### DOCUMENT
##############################

The config file includes some additional elements, most notably an exclude filter, which tells clang-uml to skip all private methods as well as participants_order list, which allows us to adjust the order to the sequence participants in the final diagram (although usually the default order is just fine). Also, this time we want to include condition statements (generate_condition_statements: true) as well as any comments preceding call expressions (generate_message_comments: true). This produces the following diagram:

Here the benefit of sequence diagrams is I think rather obvious. In one small diagram we can see not only all generated template instantiations, but also which of them handle which calls and in what order when sending a message.

Package diagrams

Sometimes we’re interested in a more high level view of the codebase structure, which can be reflected in a package diagram, especially if it contains dependencies between the packages. Similarly to packages in class diagrams, clang-uml can generate the package diagrams from namespaces, directories and C++20 modules.

##############################

### TASK TO COMPLETE
According to the clang-uml passage, what can clang-uml generate package diagrams from?

### SUPPLIED DATA
##############################

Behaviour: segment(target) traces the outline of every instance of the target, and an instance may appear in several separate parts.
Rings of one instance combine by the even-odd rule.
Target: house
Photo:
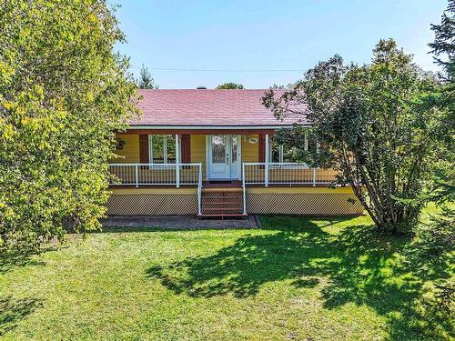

##############################

### SOLUTION BELOW
Namespaces, directories and C++20 modules.